┌─ INPUT MATERIAL

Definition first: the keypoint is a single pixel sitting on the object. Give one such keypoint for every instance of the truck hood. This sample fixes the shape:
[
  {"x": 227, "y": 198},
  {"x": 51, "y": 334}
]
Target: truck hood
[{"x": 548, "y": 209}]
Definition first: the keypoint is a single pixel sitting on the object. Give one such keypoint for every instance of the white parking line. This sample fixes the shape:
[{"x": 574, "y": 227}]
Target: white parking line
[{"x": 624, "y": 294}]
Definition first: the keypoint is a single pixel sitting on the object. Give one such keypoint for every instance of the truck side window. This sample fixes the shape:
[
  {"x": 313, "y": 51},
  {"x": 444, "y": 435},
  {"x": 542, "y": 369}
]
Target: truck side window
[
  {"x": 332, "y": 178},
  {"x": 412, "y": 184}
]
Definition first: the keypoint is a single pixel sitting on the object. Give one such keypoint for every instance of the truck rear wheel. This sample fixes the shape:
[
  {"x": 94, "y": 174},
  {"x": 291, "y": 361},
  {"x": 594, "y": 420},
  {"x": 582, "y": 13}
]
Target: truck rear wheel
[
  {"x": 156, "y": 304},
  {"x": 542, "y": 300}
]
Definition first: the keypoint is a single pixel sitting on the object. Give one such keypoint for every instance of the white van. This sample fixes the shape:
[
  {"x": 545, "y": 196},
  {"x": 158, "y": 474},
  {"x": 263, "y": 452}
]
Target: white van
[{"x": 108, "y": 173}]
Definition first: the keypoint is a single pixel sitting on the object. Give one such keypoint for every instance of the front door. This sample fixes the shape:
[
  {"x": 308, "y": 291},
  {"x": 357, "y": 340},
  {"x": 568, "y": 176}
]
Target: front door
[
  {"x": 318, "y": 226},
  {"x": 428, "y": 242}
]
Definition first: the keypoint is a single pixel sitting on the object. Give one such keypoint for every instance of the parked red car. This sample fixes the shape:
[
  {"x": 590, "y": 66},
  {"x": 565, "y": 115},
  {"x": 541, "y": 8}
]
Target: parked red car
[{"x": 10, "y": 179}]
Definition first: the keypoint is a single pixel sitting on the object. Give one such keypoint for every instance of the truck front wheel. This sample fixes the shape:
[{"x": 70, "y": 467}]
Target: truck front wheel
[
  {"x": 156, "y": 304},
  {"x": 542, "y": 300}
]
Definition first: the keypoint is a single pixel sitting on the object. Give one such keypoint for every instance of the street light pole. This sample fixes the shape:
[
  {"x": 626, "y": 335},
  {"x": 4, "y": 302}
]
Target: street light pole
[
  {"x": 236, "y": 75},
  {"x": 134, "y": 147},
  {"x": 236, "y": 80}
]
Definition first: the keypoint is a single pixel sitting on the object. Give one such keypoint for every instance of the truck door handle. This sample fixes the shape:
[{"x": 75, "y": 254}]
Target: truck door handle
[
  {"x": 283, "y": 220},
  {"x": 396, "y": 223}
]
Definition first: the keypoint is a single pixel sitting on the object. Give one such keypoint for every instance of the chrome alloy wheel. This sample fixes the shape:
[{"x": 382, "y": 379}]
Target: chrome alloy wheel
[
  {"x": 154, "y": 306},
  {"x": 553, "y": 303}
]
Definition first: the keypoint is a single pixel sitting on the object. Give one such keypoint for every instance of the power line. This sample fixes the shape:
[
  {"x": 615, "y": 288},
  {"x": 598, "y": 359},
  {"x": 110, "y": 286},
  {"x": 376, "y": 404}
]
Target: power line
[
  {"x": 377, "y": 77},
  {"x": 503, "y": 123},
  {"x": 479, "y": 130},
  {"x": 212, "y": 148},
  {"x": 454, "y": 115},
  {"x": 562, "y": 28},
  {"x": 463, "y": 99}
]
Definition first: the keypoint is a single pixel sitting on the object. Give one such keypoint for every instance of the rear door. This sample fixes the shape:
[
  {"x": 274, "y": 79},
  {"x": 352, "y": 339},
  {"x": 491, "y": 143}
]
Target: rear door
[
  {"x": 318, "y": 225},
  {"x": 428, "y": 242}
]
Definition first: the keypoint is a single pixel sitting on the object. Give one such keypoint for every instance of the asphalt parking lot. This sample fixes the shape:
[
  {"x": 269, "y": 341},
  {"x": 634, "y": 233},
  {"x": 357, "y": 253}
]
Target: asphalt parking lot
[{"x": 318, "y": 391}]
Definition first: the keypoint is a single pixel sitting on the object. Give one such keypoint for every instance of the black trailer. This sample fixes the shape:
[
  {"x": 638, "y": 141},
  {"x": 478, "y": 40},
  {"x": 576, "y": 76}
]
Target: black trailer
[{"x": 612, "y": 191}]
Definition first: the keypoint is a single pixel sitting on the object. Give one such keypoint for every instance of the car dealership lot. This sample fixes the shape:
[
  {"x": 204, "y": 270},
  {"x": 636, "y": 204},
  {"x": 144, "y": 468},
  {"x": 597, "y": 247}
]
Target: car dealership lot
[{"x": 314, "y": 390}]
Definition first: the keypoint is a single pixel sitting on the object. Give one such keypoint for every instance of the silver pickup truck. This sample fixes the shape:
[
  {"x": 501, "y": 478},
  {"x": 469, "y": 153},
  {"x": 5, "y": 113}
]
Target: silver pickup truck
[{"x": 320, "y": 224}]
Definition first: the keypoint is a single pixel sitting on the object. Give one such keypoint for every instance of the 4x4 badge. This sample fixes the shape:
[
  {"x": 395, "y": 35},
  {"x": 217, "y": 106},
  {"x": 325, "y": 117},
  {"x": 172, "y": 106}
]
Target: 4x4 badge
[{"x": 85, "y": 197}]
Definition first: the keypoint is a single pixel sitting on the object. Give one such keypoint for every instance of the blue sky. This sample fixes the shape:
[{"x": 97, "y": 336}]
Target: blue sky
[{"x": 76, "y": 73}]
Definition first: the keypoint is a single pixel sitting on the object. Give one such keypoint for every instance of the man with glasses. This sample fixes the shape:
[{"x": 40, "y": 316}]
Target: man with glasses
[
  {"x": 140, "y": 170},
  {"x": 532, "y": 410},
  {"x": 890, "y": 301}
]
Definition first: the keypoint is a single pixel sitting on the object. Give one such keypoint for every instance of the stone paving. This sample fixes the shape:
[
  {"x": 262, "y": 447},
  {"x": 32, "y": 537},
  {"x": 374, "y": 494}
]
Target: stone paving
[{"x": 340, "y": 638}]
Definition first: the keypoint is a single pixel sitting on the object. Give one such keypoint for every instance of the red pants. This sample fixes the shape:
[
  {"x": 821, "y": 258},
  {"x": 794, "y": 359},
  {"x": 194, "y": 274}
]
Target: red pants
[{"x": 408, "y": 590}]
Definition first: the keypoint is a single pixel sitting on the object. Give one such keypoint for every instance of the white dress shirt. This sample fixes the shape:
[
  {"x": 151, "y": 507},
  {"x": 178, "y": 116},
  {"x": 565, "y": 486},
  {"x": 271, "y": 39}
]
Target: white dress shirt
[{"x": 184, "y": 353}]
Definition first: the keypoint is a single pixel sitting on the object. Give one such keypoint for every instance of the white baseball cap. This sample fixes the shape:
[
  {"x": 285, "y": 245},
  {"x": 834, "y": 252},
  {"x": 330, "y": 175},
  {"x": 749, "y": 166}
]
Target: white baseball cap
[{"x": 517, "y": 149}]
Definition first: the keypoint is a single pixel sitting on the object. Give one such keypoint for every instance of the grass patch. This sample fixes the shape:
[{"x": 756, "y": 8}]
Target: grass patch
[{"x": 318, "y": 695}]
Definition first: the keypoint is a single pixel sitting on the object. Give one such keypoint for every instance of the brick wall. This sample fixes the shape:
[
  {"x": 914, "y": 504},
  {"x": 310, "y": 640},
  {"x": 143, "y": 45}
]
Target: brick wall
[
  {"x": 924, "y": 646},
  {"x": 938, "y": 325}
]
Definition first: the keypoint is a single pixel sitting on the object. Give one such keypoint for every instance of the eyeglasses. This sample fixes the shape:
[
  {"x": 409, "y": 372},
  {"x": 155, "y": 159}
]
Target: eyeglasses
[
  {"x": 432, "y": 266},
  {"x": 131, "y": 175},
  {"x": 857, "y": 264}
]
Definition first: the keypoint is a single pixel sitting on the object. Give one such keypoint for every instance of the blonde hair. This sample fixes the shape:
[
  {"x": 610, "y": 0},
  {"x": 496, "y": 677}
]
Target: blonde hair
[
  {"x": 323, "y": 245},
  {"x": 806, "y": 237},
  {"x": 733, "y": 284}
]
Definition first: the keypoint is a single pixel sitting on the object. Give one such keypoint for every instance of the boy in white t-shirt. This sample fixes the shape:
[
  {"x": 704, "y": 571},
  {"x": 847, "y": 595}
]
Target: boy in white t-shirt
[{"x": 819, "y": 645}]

└─

• _EXERCISE_: Beginning at the line that contains "of the blonde", retype each line of the listing up to and including the last one, exactly as it stands, and nothing else.

• _WRITTEN SOLUTION_:
Definition first: the keypoint is a single pixel sitting on the object. Give one such keypoint for every instance of the blonde hair. This sample fixes the shape:
[
  {"x": 610, "y": 0},
  {"x": 496, "y": 677}
]
Target: blonde hair
[
  {"x": 323, "y": 245},
  {"x": 806, "y": 237},
  {"x": 733, "y": 284}
]
Definition first: the keypoint is a single pixel sitting on the object. Give one such keypoint for every instance of the boy in white t-shirt. This sample fixes the shape:
[
  {"x": 704, "y": 571},
  {"x": 847, "y": 595}
]
Target: boy in white t-shirt
[{"x": 819, "y": 645}]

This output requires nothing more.